> Work to be completed
Please arrange everything from the start of the data down to the line that contains "<point>879,253</point>", both ends included, as a Markdown table with the columns Row and Line. Number each row, and leave out blank lines and pictures.

----

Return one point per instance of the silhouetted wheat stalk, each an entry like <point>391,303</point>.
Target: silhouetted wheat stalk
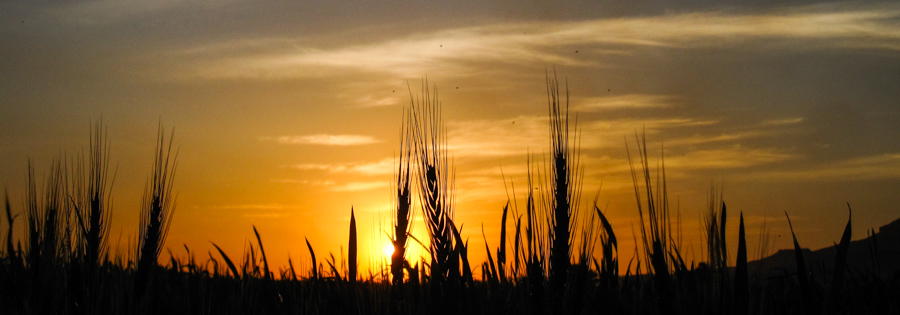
<point>655,226</point>
<point>435,184</point>
<point>93,204</point>
<point>351,249</point>
<point>157,209</point>
<point>403,215</point>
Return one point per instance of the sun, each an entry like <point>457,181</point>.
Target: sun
<point>388,250</point>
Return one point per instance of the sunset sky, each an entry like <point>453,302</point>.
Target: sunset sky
<point>287,113</point>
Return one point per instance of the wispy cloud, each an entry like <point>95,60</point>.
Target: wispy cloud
<point>335,186</point>
<point>360,186</point>
<point>735,156</point>
<point>323,139</point>
<point>384,166</point>
<point>450,51</point>
<point>625,102</point>
<point>883,166</point>
<point>782,122</point>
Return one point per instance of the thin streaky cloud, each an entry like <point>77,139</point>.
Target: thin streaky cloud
<point>330,140</point>
<point>381,167</point>
<point>736,156</point>
<point>627,101</point>
<point>360,186</point>
<point>874,167</point>
<point>782,122</point>
<point>452,51</point>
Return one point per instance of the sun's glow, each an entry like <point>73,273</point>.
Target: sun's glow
<point>388,250</point>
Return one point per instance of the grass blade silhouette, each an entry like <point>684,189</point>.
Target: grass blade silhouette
<point>802,273</point>
<point>312,255</point>
<point>228,262</point>
<point>741,276</point>
<point>266,276</point>
<point>840,259</point>
<point>351,248</point>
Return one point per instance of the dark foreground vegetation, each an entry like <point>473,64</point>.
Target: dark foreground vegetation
<point>555,261</point>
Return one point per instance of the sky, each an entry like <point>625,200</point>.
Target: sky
<point>287,113</point>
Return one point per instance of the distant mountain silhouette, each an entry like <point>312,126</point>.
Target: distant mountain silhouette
<point>879,253</point>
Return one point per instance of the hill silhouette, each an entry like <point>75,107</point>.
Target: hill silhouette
<point>878,253</point>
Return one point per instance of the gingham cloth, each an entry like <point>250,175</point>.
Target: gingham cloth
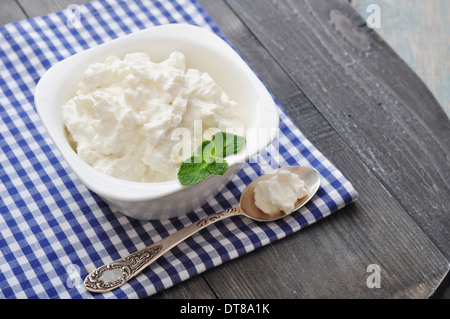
<point>53,230</point>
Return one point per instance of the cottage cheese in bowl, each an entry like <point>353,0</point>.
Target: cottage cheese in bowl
<point>131,117</point>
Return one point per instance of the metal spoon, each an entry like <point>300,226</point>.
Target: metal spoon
<point>115,274</point>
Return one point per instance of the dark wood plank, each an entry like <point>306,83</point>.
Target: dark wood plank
<point>369,95</point>
<point>10,11</point>
<point>328,259</point>
<point>349,237</point>
<point>194,288</point>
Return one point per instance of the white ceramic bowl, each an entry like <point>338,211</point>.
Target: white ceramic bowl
<point>204,51</point>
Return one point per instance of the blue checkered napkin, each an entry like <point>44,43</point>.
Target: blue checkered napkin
<point>53,230</point>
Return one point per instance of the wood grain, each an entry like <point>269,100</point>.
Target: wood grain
<point>369,96</point>
<point>339,248</point>
<point>361,106</point>
<point>418,32</point>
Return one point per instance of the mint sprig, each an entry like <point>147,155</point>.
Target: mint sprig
<point>210,158</point>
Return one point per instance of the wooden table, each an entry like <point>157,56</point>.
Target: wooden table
<point>368,112</point>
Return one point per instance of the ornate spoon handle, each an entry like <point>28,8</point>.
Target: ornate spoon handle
<point>116,273</point>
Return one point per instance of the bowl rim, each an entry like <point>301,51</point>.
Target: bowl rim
<point>123,190</point>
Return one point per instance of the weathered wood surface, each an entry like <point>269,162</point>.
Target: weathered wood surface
<point>360,104</point>
<point>418,31</point>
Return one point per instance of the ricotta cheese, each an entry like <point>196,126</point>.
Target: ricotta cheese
<point>124,117</point>
<point>279,193</point>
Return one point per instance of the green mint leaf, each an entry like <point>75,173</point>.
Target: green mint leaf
<point>228,144</point>
<point>210,158</point>
<point>218,168</point>
<point>207,151</point>
<point>192,171</point>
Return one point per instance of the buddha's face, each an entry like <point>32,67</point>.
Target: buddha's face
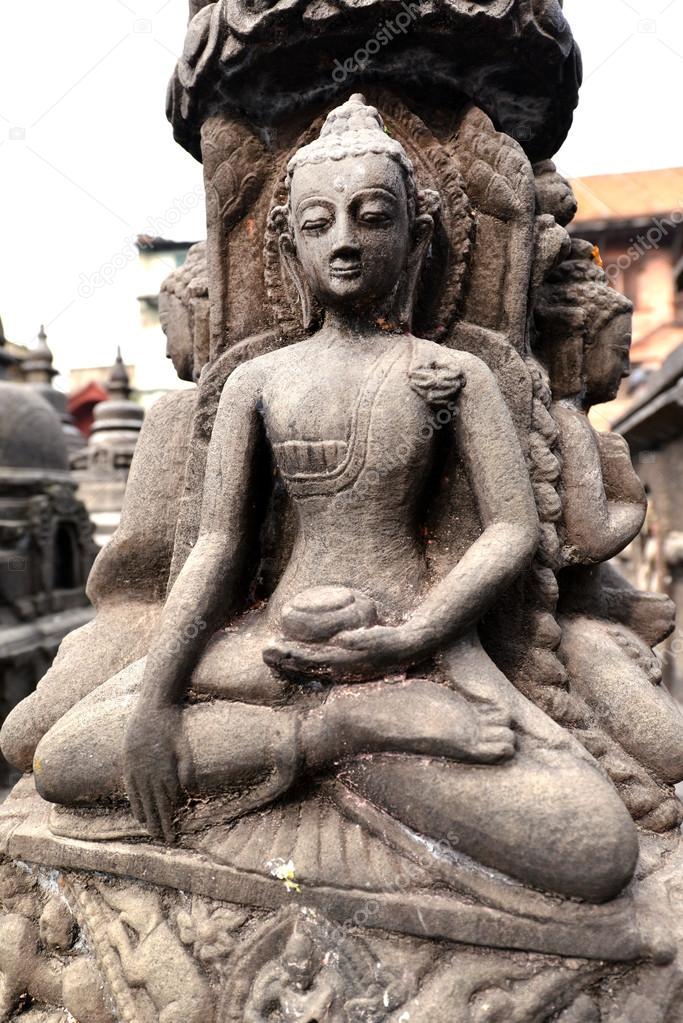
<point>606,360</point>
<point>175,321</point>
<point>352,229</point>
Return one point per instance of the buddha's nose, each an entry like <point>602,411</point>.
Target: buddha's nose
<point>345,255</point>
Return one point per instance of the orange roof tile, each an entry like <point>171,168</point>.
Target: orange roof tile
<point>627,196</point>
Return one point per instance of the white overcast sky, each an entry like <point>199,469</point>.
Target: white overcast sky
<point>88,161</point>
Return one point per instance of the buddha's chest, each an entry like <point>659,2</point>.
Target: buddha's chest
<point>326,429</point>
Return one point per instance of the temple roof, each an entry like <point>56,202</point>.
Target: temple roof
<point>515,58</point>
<point>626,197</point>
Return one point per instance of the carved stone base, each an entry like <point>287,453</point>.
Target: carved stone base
<point>107,941</point>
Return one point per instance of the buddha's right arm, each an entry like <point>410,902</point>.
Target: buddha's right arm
<point>206,591</point>
<point>597,528</point>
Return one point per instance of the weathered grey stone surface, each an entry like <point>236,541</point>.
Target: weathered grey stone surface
<point>363,728</point>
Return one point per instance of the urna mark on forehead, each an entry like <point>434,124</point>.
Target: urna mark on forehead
<point>375,173</point>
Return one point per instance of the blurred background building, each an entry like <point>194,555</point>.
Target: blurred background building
<point>637,222</point>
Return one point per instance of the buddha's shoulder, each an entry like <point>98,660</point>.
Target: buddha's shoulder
<point>438,356</point>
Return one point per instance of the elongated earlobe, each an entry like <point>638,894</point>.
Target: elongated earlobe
<point>423,232</point>
<point>292,266</point>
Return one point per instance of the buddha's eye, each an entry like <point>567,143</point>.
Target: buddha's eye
<point>374,218</point>
<point>315,220</point>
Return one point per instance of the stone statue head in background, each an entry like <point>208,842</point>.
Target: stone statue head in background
<point>327,232</point>
<point>583,329</point>
<point>183,311</point>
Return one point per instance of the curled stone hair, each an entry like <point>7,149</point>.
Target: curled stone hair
<point>578,293</point>
<point>351,130</point>
<point>572,308</point>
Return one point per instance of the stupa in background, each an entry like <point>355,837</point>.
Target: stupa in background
<point>39,372</point>
<point>101,469</point>
<point>46,547</point>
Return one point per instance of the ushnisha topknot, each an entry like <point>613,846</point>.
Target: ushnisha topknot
<point>356,130</point>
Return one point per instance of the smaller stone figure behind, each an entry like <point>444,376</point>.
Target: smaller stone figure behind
<point>583,336</point>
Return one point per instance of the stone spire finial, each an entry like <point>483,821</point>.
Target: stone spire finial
<point>38,367</point>
<point>119,385</point>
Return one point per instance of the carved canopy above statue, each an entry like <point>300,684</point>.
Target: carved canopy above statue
<point>515,58</point>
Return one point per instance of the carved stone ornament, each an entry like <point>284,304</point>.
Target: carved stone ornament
<point>365,727</point>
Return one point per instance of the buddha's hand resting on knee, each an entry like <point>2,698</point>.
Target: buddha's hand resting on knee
<point>154,762</point>
<point>358,654</point>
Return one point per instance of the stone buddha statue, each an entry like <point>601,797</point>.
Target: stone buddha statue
<point>363,664</point>
<point>608,627</point>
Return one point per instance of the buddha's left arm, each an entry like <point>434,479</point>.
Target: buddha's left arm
<point>487,441</point>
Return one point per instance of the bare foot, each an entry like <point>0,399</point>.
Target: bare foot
<point>419,717</point>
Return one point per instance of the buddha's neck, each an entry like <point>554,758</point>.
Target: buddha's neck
<point>356,328</point>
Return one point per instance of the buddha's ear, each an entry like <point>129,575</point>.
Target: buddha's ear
<point>293,268</point>
<point>422,234</point>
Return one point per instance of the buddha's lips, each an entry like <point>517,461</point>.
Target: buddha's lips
<point>345,269</point>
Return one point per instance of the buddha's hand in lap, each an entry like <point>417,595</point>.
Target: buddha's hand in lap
<point>358,654</point>
<point>154,762</point>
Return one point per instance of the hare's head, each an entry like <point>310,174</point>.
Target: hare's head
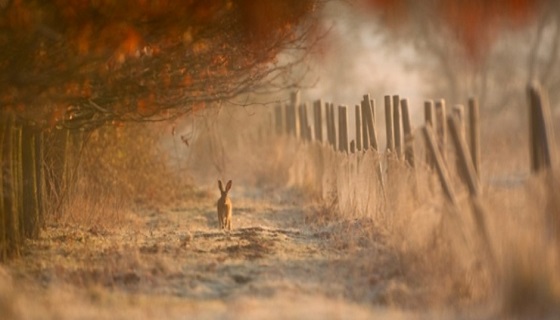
<point>224,192</point>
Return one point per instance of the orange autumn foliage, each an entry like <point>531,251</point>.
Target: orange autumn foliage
<point>474,23</point>
<point>112,57</point>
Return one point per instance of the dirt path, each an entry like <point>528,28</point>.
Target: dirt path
<point>176,262</point>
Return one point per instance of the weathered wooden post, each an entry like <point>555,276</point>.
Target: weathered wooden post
<point>368,123</point>
<point>389,124</point>
<point>441,169</point>
<point>543,153</point>
<point>304,129</point>
<point>278,119</point>
<point>318,116</point>
<point>464,161</point>
<point>359,128</point>
<point>458,113</point>
<point>468,173</point>
<point>342,129</point>
<point>397,126</point>
<point>408,136</point>
<point>474,133</point>
<point>331,127</point>
<point>441,116</point>
<point>430,121</point>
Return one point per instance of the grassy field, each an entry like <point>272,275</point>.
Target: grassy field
<point>316,235</point>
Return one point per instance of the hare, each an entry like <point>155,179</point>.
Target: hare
<point>224,207</point>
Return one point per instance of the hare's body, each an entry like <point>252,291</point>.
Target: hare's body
<point>224,207</point>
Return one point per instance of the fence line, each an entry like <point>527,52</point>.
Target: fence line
<point>400,141</point>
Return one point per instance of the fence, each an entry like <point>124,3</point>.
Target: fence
<point>462,126</point>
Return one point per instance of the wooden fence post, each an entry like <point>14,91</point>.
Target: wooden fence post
<point>342,129</point>
<point>389,124</point>
<point>331,127</point>
<point>441,169</point>
<point>468,173</point>
<point>474,133</point>
<point>458,113</point>
<point>278,119</point>
<point>408,135</point>
<point>429,117</point>
<point>359,128</point>
<point>304,128</point>
<point>465,165</point>
<point>318,117</point>
<point>543,153</point>
<point>441,116</point>
<point>368,123</point>
<point>397,126</point>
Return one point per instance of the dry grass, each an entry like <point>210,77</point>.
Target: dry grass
<point>376,234</point>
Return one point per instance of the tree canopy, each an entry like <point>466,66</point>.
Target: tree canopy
<point>87,62</point>
<point>474,24</point>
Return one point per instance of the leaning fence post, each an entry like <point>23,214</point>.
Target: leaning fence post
<point>440,165</point>
<point>458,113</point>
<point>359,128</point>
<point>441,116</point>
<point>342,129</point>
<point>543,154</point>
<point>408,136</point>
<point>429,117</point>
<point>278,120</point>
<point>468,173</point>
<point>368,123</point>
<point>397,124</point>
<point>318,117</point>
<point>331,127</point>
<point>464,163</point>
<point>389,124</point>
<point>474,133</point>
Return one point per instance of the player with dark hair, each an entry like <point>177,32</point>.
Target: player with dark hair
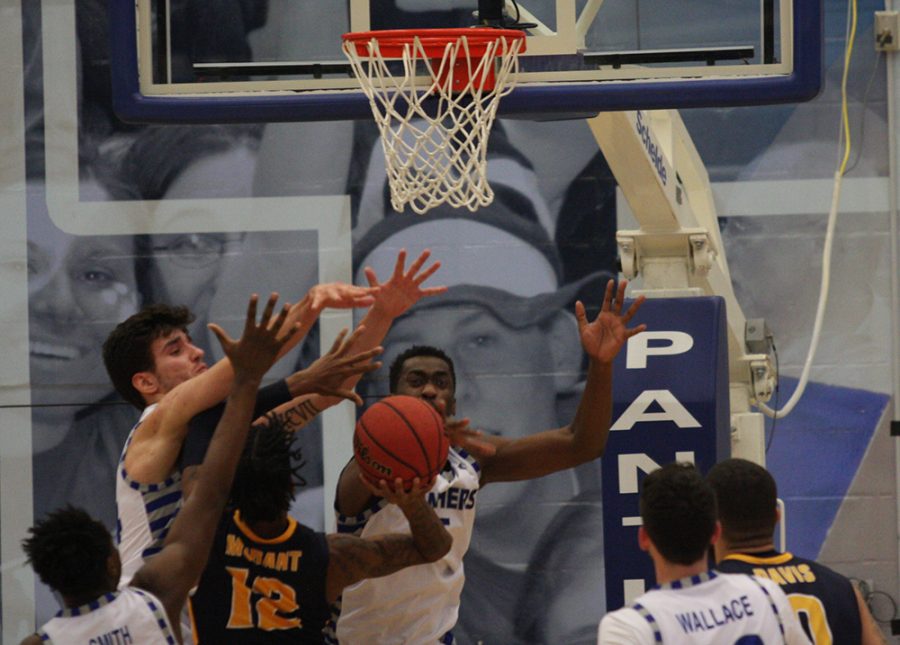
<point>75,554</point>
<point>830,608</point>
<point>424,601</point>
<point>398,364</point>
<point>270,579</point>
<point>690,603</point>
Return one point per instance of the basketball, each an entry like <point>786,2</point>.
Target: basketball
<point>400,436</point>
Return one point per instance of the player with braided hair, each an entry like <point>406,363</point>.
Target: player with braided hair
<point>74,553</point>
<point>269,578</point>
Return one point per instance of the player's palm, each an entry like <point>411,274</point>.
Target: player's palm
<point>607,333</point>
<point>404,288</point>
<point>256,350</point>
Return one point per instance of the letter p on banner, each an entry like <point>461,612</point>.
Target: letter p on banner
<point>670,400</point>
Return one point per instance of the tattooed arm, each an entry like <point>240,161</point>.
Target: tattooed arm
<point>352,559</point>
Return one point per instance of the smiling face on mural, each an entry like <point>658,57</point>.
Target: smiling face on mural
<point>79,288</point>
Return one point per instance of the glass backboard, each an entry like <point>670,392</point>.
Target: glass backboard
<point>275,60</point>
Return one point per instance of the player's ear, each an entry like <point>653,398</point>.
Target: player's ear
<point>114,566</point>
<point>562,332</point>
<point>145,382</point>
<point>643,539</point>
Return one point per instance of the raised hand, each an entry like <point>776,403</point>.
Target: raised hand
<point>459,434</point>
<point>604,337</point>
<point>255,351</point>
<point>403,289</point>
<point>397,494</point>
<point>327,374</point>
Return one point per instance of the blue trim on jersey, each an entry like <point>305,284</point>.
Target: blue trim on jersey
<point>646,615</point>
<point>161,620</point>
<point>771,602</point>
<point>97,603</point>
<point>356,523</point>
<point>169,498</point>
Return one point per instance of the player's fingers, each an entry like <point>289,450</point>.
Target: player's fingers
<point>633,308</point>
<point>371,278</point>
<point>635,331</point>
<point>427,273</point>
<point>620,295</point>
<point>224,340</point>
<point>607,296</point>
<point>339,339</point>
<point>281,317</point>
<point>267,311</point>
<point>418,263</point>
<point>350,395</point>
<point>580,314</point>
<point>399,264</point>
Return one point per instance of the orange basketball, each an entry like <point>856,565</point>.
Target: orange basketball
<point>400,436</point>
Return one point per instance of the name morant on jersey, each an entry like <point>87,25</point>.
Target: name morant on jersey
<point>734,610</point>
<point>786,575</point>
<point>456,498</point>
<point>275,560</point>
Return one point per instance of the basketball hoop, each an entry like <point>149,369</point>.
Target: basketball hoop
<point>435,112</point>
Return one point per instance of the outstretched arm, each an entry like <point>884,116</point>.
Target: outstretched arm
<point>172,573</point>
<point>325,375</point>
<point>871,634</point>
<point>352,559</point>
<point>585,437</point>
<point>392,299</point>
<point>154,449</point>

----

> Exercise answer
| Row | Line |
|---|---|
| 1 | Return one point per instance of the silhouetted wheat stalk, each an entry like <point>391,303</point>. |
| 2 | Target: silhouetted wheat stalk |
| 3 | <point>655,226</point> |
| 4 | <point>435,184</point> |
| 5 | <point>93,204</point> |
| 6 | <point>351,249</point> |
| 7 | <point>157,209</point> |
| 8 | <point>403,215</point> |
| 9 | Return one point per instance of the sun, each an entry like <point>457,181</point>. |
| 10 | Target: sun |
| 11 | <point>388,250</point> |
| 12 | Return one point per instance of the sunset sky, each an entry like <point>453,302</point>. |
| 13 | Target: sunset sky |
| 14 | <point>287,113</point> |
| 15 | Return one point per instance of the wispy cloud, each an entry like <point>95,60</point>. |
| 16 | Target: wispy cloud |
| 17 | <point>335,186</point> |
| 18 | <point>360,186</point> |
| 19 | <point>735,156</point> |
| 20 | <point>323,139</point> |
| 21 | <point>384,166</point> |
| 22 | <point>450,51</point> |
| 23 | <point>625,102</point> |
| 24 | <point>883,166</point> |
| 25 | <point>782,122</point> |
| 26 | Return one point per instance of the thin streaky cloud, each an entry like <point>77,139</point>. |
| 27 | Target: thin streaky cloud |
| 28 | <point>330,140</point> |
| 29 | <point>381,167</point> |
| 30 | <point>736,156</point> |
| 31 | <point>627,101</point> |
| 32 | <point>360,186</point> |
| 33 | <point>874,167</point> |
| 34 | <point>782,122</point> |
| 35 | <point>452,51</point> |
| 36 | Return one point per instance of the sun's glow, each an entry like <point>73,273</point>. |
| 37 | Target: sun's glow |
| 38 | <point>388,250</point> |
| 39 | Return one point per instance of the grass blade silhouette, each an entry like <point>684,189</point>. |
| 40 | Target: grass blade silhouette |
| 41 | <point>802,273</point> |
| 42 | <point>312,255</point> |
| 43 | <point>228,262</point> |
| 44 | <point>741,276</point> |
| 45 | <point>266,276</point> |
| 46 | <point>840,259</point> |
| 47 | <point>351,248</point> |
| 48 | Return one point per instance of the dark foreground vegetation, each an entry like <point>473,64</point>. |
| 49 | Target: dark foreground vegetation |
| 50 | <point>555,261</point> |
| 51 | Return one point per instance of the sky, each an entry like <point>625,200</point>. |
| 52 | Target: sky |
| 53 | <point>287,113</point> |
| 54 | Return one point per instance of the distant mountain silhouette, each an entry like <point>312,126</point>. |
| 55 | Target: distant mountain silhouette |
| 56 | <point>879,253</point> |